### The request
Each entry in the listing below should be restated word for word.

### Available data

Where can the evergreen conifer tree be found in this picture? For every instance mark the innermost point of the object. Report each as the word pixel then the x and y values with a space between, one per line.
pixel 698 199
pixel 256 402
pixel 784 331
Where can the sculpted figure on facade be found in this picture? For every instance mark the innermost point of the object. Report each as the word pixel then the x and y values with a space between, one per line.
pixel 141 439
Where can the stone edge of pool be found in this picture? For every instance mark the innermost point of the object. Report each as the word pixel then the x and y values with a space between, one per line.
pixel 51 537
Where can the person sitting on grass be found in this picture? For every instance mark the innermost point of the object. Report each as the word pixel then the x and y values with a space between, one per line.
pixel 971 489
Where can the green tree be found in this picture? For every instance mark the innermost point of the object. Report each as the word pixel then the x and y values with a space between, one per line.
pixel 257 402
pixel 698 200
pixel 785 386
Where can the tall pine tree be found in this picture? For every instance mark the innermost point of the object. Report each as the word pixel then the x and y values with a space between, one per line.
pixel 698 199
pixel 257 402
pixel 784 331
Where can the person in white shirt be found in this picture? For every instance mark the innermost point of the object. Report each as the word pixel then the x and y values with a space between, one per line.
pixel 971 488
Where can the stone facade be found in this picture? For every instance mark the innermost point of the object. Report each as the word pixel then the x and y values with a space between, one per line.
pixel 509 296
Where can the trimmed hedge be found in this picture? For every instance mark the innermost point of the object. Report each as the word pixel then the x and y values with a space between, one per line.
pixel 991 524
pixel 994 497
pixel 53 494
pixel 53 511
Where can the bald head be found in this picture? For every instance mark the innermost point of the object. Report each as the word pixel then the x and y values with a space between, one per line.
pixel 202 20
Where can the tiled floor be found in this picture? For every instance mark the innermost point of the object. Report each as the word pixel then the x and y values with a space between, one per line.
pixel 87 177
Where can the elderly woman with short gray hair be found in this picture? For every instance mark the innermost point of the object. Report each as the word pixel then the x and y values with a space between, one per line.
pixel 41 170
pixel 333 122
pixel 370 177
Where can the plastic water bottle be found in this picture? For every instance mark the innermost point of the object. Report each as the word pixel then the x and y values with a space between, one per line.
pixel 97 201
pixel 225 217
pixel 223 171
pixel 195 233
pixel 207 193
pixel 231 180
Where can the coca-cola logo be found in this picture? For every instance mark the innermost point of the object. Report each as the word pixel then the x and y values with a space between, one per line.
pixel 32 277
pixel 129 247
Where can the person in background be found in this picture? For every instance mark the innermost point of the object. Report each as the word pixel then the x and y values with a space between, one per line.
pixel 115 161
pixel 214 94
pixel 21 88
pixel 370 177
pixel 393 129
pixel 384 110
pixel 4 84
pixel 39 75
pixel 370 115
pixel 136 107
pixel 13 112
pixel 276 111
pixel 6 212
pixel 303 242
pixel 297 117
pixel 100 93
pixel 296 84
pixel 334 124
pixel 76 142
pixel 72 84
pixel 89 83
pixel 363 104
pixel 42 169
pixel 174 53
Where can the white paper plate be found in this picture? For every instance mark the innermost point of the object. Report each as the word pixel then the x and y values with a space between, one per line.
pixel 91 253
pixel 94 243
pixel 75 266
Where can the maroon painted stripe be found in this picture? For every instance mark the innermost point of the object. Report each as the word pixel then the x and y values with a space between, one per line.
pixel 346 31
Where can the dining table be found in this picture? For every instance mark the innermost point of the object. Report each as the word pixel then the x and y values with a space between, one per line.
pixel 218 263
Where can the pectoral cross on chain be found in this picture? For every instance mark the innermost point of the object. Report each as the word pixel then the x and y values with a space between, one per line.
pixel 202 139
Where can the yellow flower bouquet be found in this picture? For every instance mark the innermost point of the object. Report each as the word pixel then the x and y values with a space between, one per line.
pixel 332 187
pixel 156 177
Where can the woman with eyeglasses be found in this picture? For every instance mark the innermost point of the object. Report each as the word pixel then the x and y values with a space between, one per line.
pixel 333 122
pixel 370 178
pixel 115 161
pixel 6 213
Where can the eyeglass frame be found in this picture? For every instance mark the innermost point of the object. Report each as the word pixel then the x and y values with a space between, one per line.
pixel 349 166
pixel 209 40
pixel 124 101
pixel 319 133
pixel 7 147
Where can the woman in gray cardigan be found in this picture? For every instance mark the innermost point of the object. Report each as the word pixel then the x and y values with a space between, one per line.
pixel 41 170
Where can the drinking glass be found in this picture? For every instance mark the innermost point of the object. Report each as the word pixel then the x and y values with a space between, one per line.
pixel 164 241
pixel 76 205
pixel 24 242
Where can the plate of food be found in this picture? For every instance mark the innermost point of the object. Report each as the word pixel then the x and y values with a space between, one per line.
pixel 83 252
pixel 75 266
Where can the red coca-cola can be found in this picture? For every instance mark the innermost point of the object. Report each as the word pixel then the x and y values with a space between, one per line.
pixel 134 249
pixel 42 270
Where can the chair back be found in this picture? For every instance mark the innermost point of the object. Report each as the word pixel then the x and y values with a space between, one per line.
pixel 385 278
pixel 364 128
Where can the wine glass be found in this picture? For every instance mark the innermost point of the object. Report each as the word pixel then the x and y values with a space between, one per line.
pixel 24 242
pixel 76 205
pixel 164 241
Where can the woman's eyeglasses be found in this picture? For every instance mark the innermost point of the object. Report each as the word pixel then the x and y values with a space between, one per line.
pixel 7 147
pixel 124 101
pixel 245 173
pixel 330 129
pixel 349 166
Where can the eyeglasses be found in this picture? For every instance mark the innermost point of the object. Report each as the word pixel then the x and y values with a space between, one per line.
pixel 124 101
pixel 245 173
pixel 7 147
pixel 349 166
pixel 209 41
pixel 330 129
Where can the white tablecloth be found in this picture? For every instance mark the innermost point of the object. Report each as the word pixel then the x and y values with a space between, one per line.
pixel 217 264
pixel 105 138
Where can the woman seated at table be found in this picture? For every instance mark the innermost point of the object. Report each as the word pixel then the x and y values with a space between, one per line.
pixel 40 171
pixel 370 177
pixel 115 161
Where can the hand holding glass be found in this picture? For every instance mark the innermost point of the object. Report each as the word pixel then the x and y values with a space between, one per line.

### Response
Where can the evergreen conifer tree be found in this picture? For every instance mark the innermost point of the object. Report each as the word pixel then the x and y values with a space between, one per line.
pixel 698 199
pixel 256 402
pixel 784 331
Where can the sculpted figure on facade be found in this picture? For every instance mark the innermost point of the object. Report each as the word pixel then the x and y values with a space between, one per line.
pixel 141 439
Where can the stone edge of pool be found in this picture? For every instance mark the innermost point of the object. Report each as the word pixel then the x and y values with a space between, one per line.
pixel 51 537
Where can the person sitting on grass be found in this picture? For every instance mark the innermost point of the object. Report each as the word pixel then the x and y values with a space between, one per line.
pixel 971 489
Where can the green tree be found in this picture? For every instance mark the innermost point of the object. Report each as the word pixel then the x and y values with a space between, one per line.
pixel 257 402
pixel 698 200
pixel 785 386
Where can the tall pine tree be found in this picture? For every instance mark the innermost point of the object. Report each as the word pixel then the x and y values with a space between, one per line.
pixel 698 199
pixel 257 402
pixel 784 331
Where can the person in white shirt be found in this picture? For every instance mark the innermost point of the object. Report each as the word pixel then the x and y values with a space between, one per line.
pixel 971 488
Where can the stone facade be found in this picture? For every instance mark the innermost point of the object. Report each as the word pixel then the x and y values with a space between, one per line.
pixel 509 296
Where can the trimmed hedge be found in this picture? For every instance mark the innermost point of the object. Report each as the word pixel then the x and y values with a space between, one per line.
pixel 991 524
pixel 994 497
pixel 53 494
pixel 53 511
Where can the bald head be found in this picture? For every instance mark the innermost point of the object. Report each as the word pixel then the x and y values with a space between, one per line.
pixel 202 20
Where can the tiled floor be found in this picture? For every instance mark the innermost point of the object. Report each as the word pixel then the x and y values with a space between, one per line.
pixel 87 177
Where can the elderly woman with short gray hair be found in this picture? For every instance mark the innermost point of the object. Report each as the word pixel then the x and y values with a space between, one per line.
pixel 41 170
pixel 333 122
pixel 370 177
Where can the plastic water bottle be found in this picture? For every instance mark the innermost point of the object. Report each as the word pixel then the x and y values with a space between, one per line.
pixel 97 201
pixel 225 217
pixel 223 171
pixel 195 233
pixel 207 193
pixel 231 180
Where can the coca-cola logo be found in this picture? For every instance mark the innermost point of the object. Report each as the word pixel then the x and y values with a space between, one per line.
pixel 32 277
pixel 129 247
Where can the person in background be found in this picture? For every instance mark the innermost point of the object. Report each as the word pixel then the x and y values with a space between, one per line.
pixel 115 161
pixel 214 94
pixel 21 88
pixel 370 177
pixel 393 129
pixel 384 110
pixel 4 84
pixel 39 75
pixel 370 115
pixel 136 107
pixel 13 112
pixel 276 111
pixel 6 212
pixel 303 242
pixel 297 117
pixel 100 93
pixel 296 84
pixel 334 124
pixel 76 142
pixel 72 84
pixel 89 83
pixel 363 104
pixel 42 169
pixel 174 53
Where can the white paper plate be found in this picture? For every instance mark the innermost point of the object. Report each as the word pixel then the x and y values with a space between, one per line.
pixel 91 253
pixel 94 243
pixel 75 266
Where can the maroon painted stripe be found in this picture? For every instance mark the innermost point of the object. Report each as the word pixel then the x and y values with a space between, one per line.
pixel 346 31
Where can the dining table be found in this picture? For every instance mark the innermost point of the object. Report each as the word pixel then the x and y values with a space between, one per line.
pixel 218 263
Where can the pectoral cross on chain be found in this picture? For every instance mark the innermost point of the object. Report each as the word pixel then the x and y values with a space between, one per line.
pixel 202 139
Where can the yellow flower bouquet be found in this picture? For every instance mark the innermost point of the object. Report each as the word pixel then the x and y values with a space between, one per line.
pixel 332 187
pixel 156 177
Where can the woman with eyeglasses be found in this picture? For every instance mark the innermost point of the object. Report each as the word pixel then the x and y values with a space between, one per line.
pixel 333 122
pixel 370 178
pixel 115 161
pixel 6 213
Where can the eyeglass frame be found in this picture? For every instance mark the innermost point of the object. Report each as the word pixel then the x and y values with a space between, one per line.
pixel 349 166
pixel 209 40
pixel 124 101
pixel 319 133
pixel 7 147
Where can the woman in gray cardigan be found in this picture? For every instance mark the innermost point of the object. Report each as the word pixel then the x and y values with a space between, one per line.
pixel 41 170
Where can the drinking glass be found in this picture? For every instance mark the innermost point of the object. Report each as the word pixel then the x and y values with a space between, one per line.
pixel 164 241
pixel 76 205
pixel 24 242
Where can the plate of food be found in this picture? For every instance mark the innermost point of the object. Report each as the word pixel then the x and y values with a space between, one per line.
pixel 83 252
pixel 75 266
Where can the red coca-cola can be found in this picture? For every instance mark the innermost point of the object. Report each as the word pixel then the x and y values with a space between, one per line.
pixel 134 249
pixel 42 270
Where can the chair back be found in this picture? For every instance mark the innermost point of the object. Report each as the word pixel then the x and y values with a space between, one per line.
pixel 385 278
pixel 364 128
Where can the wine glass be found in this picture? For every instance mark the innermost point of the object. Report each as the word pixel then the x and y values with a space between, one per line.
pixel 24 242
pixel 76 205
pixel 164 241
Where can the woman's eyeglasses be found in this picture? For every instance mark the innermost point of the object. Report each as the word pixel then the x and y values with a space between, one per line.
pixel 7 147
pixel 124 101
pixel 245 173
pixel 330 129
pixel 349 166
Where can the eyeglasses be found in this picture? For every instance mark the innermost point of the object. Report each as the word pixel then the x and y values with a space between, one per line.
pixel 124 101
pixel 245 173
pixel 7 147
pixel 349 166
pixel 209 41
pixel 330 129
Where can the white tablecloth be found in this picture? For every instance mark the innermost point of the object. Report each as the word pixel then the x and y values with a space between, one per line.
pixel 217 264
pixel 105 138
Where can the woman seated at table be found in this picture? For every instance mark the innermost point of the object. Report each as the word pixel then the x and y values with a space between, one per line.
pixel 40 171
pixel 370 177
pixel 115 161
Where can the hand holding glass be found in this picture? For every instance mark the innermost point of the object. Report each as the word pixel then the x and y values with a space between, one per line.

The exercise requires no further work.